■ **Directions for this task**
Find the line containing "For the benchmark, mark every instance of the hedge" in the material below; copy that line and all following lines exactly.
— begin —
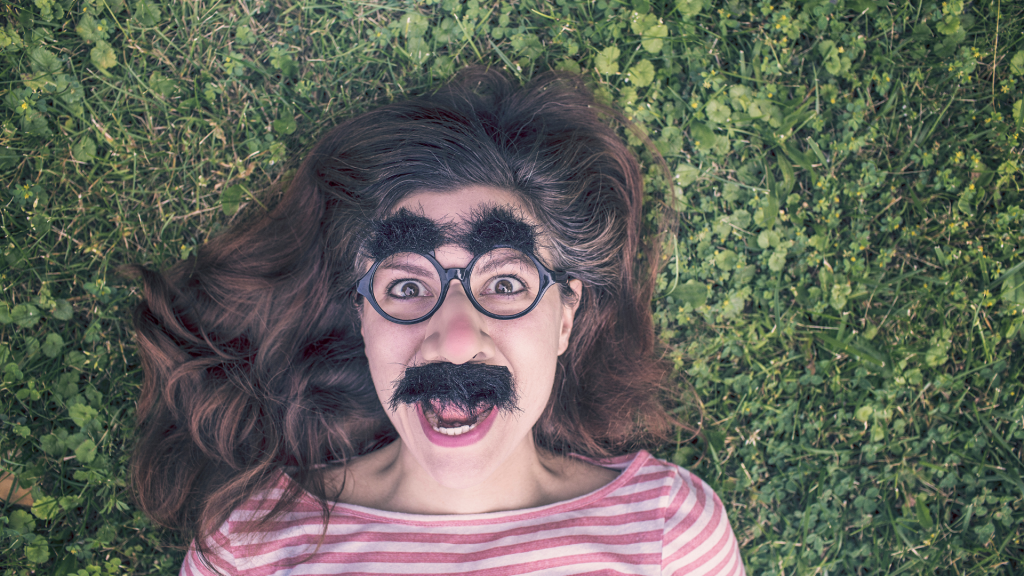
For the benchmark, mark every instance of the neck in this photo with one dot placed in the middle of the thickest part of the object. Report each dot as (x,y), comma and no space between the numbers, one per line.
(521,482)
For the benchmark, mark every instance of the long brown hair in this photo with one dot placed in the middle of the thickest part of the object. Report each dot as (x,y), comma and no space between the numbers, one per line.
(251,348)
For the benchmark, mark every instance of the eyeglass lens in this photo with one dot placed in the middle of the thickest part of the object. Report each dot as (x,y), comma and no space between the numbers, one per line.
(504,282)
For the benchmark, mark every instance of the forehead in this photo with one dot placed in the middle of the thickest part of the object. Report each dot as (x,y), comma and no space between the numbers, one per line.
(476,218)
(463,205)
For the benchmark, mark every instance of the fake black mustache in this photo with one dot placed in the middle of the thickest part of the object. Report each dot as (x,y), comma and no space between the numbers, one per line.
(465,386)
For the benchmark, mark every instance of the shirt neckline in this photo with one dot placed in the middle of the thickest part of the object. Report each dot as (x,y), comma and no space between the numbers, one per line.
(629,464)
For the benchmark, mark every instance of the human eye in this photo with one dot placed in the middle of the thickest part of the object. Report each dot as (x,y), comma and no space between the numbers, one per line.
(408,288)
(504,285)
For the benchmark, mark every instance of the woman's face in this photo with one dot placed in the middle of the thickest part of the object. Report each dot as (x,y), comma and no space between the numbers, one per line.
(458,333)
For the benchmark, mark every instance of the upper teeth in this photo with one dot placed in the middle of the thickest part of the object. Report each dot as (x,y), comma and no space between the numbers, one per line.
(455,432)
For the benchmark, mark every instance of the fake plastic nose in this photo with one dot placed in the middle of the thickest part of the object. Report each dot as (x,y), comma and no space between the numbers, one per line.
(457,332)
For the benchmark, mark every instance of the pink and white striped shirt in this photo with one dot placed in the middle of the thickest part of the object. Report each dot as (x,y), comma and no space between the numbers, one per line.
(654,518)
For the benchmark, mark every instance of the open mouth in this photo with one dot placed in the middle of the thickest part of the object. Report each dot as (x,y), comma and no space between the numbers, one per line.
(451,420)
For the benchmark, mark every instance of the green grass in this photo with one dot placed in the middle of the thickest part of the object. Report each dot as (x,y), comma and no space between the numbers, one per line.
(845,290)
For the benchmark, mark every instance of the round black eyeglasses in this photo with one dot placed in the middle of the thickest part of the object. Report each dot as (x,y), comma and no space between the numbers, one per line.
(503,283)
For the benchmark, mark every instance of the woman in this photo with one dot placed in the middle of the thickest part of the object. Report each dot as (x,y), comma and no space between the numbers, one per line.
(432,357)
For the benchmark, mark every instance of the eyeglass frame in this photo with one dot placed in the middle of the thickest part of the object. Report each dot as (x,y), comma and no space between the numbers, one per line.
(548,278)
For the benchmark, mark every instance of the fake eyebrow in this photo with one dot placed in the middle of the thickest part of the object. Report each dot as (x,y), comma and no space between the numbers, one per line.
(404,232)
(498,225)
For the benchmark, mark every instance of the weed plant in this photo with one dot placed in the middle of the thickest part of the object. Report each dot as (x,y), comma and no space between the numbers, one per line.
(844,291)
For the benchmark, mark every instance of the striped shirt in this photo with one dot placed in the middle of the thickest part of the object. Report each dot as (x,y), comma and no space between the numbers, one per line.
(654,518)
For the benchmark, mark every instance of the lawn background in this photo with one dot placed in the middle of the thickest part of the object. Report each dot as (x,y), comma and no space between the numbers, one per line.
(844,291)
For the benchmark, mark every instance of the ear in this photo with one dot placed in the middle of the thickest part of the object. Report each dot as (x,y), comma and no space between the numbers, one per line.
(568,315)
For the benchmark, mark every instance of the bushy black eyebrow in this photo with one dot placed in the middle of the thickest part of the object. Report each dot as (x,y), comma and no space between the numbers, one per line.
(498,225)
(406,232)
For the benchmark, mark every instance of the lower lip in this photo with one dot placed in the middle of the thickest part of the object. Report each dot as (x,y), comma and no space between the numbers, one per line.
(444,441)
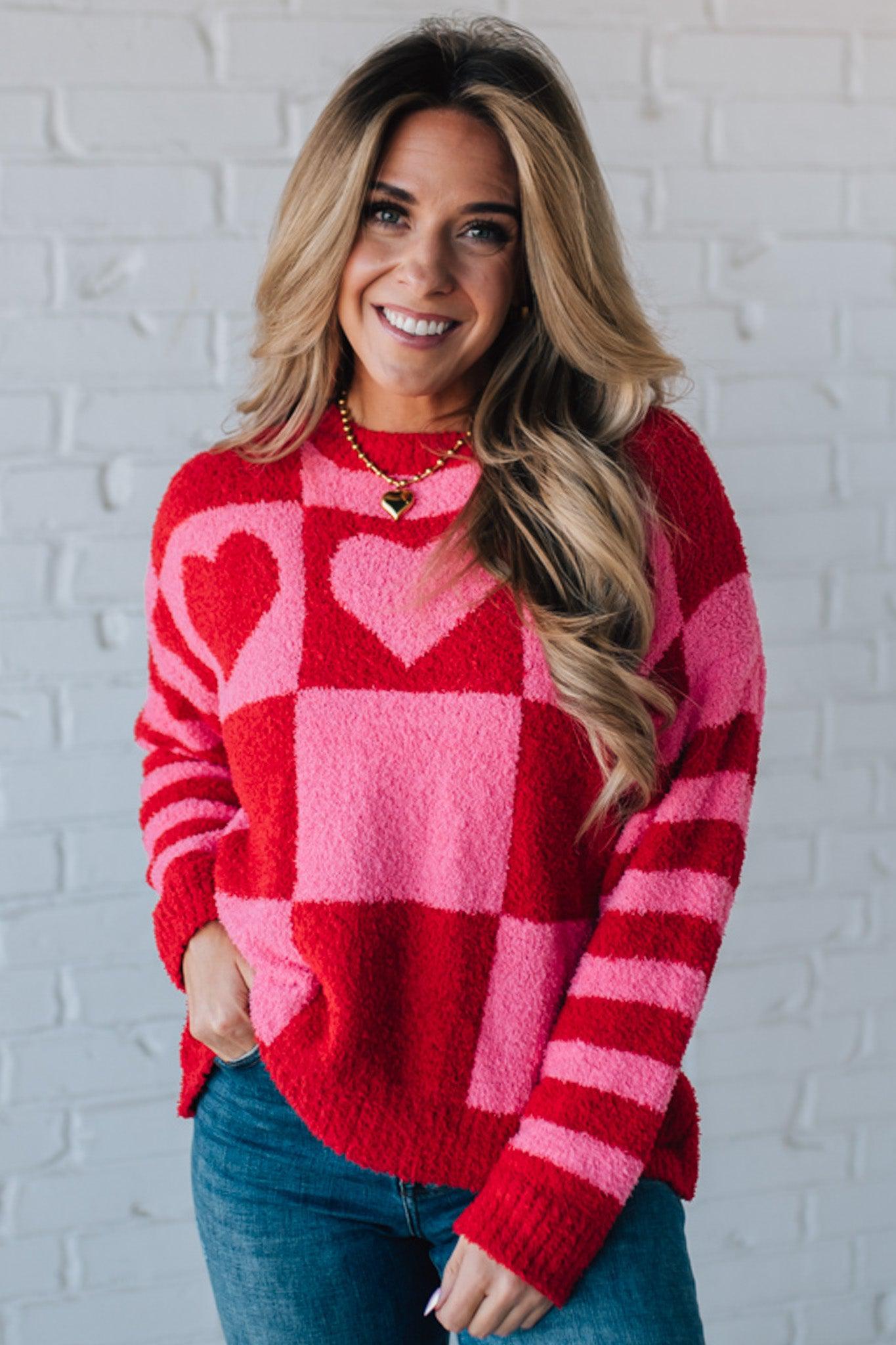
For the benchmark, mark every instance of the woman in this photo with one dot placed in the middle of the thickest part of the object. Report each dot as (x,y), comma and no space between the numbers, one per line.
(445,853)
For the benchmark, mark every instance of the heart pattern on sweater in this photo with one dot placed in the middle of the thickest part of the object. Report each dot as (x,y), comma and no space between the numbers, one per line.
(227,596)
(372,577)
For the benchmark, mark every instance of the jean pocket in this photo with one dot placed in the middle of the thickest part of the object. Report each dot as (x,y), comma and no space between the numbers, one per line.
(241,1060)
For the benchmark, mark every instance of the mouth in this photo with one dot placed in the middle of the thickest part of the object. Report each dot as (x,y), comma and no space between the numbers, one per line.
(423,342)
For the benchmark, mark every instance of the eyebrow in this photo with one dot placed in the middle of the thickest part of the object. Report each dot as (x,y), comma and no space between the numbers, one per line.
(499,208)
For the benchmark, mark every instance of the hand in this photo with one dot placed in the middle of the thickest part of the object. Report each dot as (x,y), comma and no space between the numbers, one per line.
(218,981)
(484,1298)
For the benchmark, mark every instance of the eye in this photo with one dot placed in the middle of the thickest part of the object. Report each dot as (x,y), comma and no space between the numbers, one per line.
(489,233)
(499,234)
(375,208)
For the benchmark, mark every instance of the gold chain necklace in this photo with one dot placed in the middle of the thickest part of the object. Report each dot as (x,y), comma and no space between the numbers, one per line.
(400,499)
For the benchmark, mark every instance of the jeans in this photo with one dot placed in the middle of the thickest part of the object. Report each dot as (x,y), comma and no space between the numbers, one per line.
(305,1247)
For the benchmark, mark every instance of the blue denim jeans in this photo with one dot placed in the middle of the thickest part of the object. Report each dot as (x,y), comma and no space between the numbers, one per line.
(305,1247)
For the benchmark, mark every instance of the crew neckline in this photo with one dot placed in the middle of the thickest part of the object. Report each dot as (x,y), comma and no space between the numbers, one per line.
(396,452)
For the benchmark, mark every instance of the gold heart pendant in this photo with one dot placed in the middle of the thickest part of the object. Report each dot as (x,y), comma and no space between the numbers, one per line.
(395,502)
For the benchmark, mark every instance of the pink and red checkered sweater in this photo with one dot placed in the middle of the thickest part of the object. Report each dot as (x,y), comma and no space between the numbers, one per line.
(381,808)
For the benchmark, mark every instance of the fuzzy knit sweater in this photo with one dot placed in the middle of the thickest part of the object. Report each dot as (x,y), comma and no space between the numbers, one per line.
(381,807)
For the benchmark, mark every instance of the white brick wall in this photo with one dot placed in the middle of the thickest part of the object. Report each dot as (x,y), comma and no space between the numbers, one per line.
(752,151)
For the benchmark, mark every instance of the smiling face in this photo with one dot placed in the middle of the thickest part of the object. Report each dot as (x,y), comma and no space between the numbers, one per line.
(440,241)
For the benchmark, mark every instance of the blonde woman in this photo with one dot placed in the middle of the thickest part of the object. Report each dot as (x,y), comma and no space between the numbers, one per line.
(456,689)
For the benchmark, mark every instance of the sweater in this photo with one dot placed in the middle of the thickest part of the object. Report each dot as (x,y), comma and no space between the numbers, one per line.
(381,807)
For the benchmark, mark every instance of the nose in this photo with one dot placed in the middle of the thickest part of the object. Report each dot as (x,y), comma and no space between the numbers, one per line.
(426,265)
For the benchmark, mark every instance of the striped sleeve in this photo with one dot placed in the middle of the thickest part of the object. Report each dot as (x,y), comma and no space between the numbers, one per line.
(187,794)
(591,1121)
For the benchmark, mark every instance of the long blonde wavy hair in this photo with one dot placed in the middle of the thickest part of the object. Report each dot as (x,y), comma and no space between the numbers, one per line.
(559,514)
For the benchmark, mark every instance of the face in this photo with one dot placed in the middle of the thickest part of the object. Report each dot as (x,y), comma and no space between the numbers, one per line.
(440,241)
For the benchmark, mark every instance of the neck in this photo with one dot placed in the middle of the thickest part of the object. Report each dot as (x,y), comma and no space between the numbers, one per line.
(375,409)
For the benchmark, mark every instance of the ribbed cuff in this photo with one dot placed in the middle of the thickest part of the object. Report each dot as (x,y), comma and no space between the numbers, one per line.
(186,904)
(535,1229)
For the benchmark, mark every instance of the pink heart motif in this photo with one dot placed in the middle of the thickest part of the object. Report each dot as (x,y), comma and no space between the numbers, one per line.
(371,577)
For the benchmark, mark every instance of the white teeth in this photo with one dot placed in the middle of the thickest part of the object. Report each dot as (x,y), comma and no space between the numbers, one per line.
(417,327)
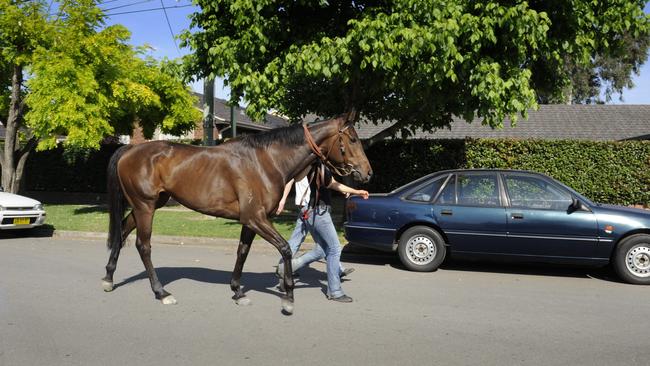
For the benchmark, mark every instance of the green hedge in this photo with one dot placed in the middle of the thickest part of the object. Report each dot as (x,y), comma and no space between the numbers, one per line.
(608,172)
(62,170)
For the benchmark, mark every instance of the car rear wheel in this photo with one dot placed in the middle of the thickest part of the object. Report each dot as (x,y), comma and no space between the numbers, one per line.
(632,260)
(421,249)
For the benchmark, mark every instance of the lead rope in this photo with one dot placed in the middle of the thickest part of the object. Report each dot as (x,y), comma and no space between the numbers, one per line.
(316,149)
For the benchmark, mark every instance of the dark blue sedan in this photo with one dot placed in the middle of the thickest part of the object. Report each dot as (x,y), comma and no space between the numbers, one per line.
(511,214)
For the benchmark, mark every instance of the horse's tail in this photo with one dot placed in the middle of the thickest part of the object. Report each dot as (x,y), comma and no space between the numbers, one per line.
(116,200)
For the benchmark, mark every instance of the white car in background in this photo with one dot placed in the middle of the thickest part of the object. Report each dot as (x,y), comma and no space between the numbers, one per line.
(20,212)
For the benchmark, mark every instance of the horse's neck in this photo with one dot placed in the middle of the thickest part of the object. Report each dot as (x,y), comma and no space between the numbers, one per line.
(301,159)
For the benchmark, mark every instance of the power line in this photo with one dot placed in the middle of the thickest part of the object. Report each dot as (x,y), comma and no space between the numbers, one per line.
(151,9)
(127,5)
(170,27)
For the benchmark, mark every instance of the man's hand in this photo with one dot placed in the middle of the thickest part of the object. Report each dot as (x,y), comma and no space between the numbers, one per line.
(363,193)
(280,207)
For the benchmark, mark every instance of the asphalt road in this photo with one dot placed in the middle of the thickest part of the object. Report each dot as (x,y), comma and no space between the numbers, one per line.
(53,312)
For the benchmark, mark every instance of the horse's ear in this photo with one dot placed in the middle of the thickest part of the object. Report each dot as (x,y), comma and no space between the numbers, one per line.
(351,116)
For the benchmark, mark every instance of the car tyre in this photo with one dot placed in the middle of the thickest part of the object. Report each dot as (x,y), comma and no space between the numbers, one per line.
(421,249)
(632,259)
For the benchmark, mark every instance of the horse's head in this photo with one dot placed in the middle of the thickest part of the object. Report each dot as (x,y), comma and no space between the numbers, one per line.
(343,151)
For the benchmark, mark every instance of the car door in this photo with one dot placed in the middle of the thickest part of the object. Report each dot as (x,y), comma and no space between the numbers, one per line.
(540,222)
(470,212)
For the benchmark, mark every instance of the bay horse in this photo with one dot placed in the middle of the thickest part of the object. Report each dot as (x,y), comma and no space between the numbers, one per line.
(242,179)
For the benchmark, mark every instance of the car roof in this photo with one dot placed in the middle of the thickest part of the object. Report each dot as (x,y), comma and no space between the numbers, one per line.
(417,181)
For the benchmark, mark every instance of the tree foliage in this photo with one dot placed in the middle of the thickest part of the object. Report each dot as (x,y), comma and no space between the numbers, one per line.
(412,61)
(64,74)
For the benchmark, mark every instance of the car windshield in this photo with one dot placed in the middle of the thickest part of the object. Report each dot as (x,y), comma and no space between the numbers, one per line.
(412,183)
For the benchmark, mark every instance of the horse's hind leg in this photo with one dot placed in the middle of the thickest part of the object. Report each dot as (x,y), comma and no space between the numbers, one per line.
(128,224)
(265,229)
(245,239)
(144,221)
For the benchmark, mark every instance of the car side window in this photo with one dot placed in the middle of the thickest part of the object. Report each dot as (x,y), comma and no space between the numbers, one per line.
(428,191)
(478,189)
(532,192)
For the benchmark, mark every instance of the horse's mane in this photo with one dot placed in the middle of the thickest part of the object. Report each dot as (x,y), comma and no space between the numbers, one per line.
(291,136)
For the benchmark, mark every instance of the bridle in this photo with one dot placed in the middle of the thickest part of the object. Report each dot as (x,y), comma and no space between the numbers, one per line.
(344,170)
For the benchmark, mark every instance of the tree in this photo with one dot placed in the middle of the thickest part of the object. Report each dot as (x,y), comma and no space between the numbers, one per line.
(67,77)
(415,62)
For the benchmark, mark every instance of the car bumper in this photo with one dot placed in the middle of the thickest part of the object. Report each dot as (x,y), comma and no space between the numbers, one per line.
(21,219)
(372,237)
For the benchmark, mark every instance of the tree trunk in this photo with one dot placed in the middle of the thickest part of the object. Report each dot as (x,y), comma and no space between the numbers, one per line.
(9,156)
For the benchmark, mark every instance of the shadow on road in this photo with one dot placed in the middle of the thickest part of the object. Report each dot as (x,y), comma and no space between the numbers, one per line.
(44,231)
(355,254)
(260,282)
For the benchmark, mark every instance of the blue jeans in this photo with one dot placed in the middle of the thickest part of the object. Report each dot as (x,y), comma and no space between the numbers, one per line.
(321,227)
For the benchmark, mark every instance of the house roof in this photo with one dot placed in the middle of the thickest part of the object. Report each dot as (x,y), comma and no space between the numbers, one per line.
(222,116)
(596,122)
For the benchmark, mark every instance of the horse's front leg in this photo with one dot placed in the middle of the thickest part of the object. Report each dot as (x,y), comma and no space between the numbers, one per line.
(245,240)
(265,229)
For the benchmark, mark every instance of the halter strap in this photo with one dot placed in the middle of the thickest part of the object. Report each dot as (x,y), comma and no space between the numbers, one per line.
(312,144)
(345,170)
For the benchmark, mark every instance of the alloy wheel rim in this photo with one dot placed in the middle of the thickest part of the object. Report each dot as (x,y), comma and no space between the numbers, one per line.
(420,250)
(637,260)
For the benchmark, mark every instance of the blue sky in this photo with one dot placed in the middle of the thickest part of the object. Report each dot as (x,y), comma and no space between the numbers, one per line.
(151,27)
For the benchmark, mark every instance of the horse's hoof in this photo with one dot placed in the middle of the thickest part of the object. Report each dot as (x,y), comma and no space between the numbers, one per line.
(107,286)
(287,306)
(243,301)
(169,300)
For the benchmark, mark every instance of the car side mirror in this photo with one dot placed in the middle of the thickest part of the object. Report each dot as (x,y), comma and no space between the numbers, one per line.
(577,205)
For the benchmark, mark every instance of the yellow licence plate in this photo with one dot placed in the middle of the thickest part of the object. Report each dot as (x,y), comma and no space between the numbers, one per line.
(21,221)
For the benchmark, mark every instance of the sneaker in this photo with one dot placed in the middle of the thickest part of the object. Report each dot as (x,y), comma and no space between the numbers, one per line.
(281,286)
(342,298)
(347,271)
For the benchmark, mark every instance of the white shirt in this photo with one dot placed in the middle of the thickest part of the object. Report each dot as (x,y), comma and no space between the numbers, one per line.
(302,192)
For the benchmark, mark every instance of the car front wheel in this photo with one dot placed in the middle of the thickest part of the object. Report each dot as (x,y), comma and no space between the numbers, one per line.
(421,249)
(632,259)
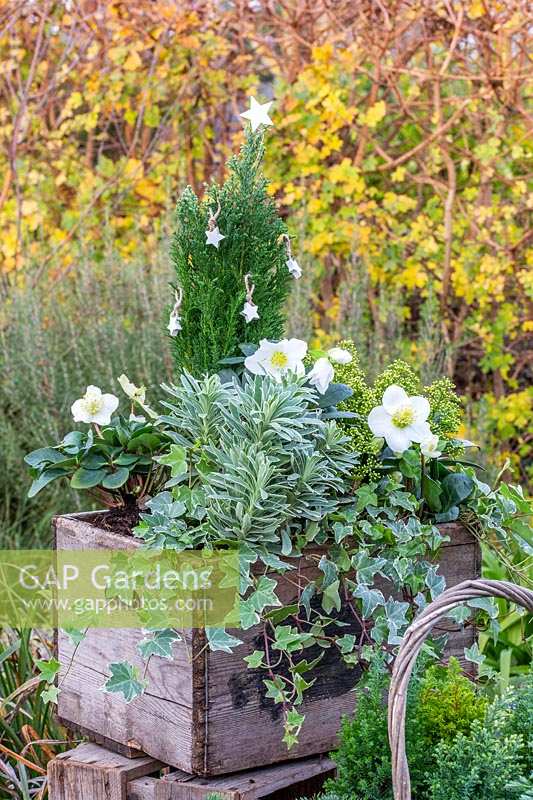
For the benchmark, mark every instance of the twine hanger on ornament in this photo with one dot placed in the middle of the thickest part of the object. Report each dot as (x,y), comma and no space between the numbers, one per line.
(250,311)
(213,216)
(250,288)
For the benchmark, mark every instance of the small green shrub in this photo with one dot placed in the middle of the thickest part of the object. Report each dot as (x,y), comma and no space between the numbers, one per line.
(479,766)
(363,758)
(442,703)
(448,703)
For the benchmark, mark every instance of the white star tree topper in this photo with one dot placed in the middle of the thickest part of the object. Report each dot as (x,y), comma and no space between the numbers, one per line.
(214,237)
(257,114)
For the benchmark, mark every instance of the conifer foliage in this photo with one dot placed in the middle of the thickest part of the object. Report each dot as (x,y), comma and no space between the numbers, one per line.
(212,279)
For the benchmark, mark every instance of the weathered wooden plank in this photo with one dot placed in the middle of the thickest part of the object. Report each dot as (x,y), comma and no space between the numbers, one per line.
(202,715)
(149,723)
(249,785)
(92,773)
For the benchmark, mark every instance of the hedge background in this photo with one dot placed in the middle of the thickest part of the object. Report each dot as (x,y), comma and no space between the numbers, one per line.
(401,158)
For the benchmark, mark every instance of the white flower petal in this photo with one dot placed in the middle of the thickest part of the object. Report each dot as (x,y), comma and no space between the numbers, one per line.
(419,431)
(394,397)
(79,411)
(379,421)
(398,439)
(321,375)
(420,406)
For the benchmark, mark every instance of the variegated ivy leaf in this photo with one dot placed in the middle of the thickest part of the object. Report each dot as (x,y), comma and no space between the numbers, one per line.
(367,566)
(331,598)
(435,583)
(474,654)
(248,615)
(159,644)
(346,643)
(255,659)
(124,680)
(290,640)
(76,636)
(330,571)
(48,669)
(370,598)
(219,639)
(396,612)
(50,694)
(265,594)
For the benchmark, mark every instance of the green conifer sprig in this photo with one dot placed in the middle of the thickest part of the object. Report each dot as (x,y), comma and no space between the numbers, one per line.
(213,280)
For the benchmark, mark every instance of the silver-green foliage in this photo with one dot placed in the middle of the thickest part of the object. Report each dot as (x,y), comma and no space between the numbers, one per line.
(256,455)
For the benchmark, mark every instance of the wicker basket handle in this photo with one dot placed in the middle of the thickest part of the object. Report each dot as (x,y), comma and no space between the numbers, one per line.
(414,638)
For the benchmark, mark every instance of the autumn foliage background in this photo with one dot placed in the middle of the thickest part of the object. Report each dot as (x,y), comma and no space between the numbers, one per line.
(401,158)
— end —
■ **Solution to this problem**
For the benchmark, mark every instance of the hedge background in this photo with one dot placed in the middle of the thickest part of the object. Report each dot as (x,y), comma and no space between the numbers, one per line.
(401,158)
For the benchmark, mark every instance of the white flower petal in this photo with one dot placed in the middle of the thickest part of the object. Report each dot as (x,y), comma and no space between the numbers, one per line.
(419,431)
(394,397)
(79,411)
(379,421)
(398,439)
(321,375)
(420,406)
For the benchmark, mark every instance of the variegated ivy leaf in this photo with one dot placed in the middle of the thickest part of the object. Report each dot as (x,y), comma and no space between the numbers, one per line.
(367,566)
(331,598)
(435,583)
(474,654)
(248,615)
(159,644)
(346,643)
(255,659)
(124,680)
(290,640)
(76,636)
(330,571)
(48,669)
(370,598)
(219,639)
(396,612)
(50,694)
(265,594)
For the benchmark, mark every instance of the green conifer sprig in this photo with one dot placed in the middle of the thickest part of the object. Report each dot as (x,y), comma and no space between the numbers, one per line.
(213,280)
For the benchmark, mark every instance of the silver-green foliage in this photo with one dot placed in the middle of the thickest part of the object. Report each dot as (x,y), comma and no space between the numbers, one per line.
(256,455)
For the benchmark, mark every instance of the wicker basket handle in this photo with one dot placed in the middle of the thickest part of the object. Report each dot as (x,y), comma and no space between the numbers, one per line.
(414,638)
For the benchmark, mark every instance of the autumn foliage background in this photo with one dot placed in the middle of the thickest part of the object. Report each dot as (x,y), comma and no space between the numbers, one per line.
(401,158)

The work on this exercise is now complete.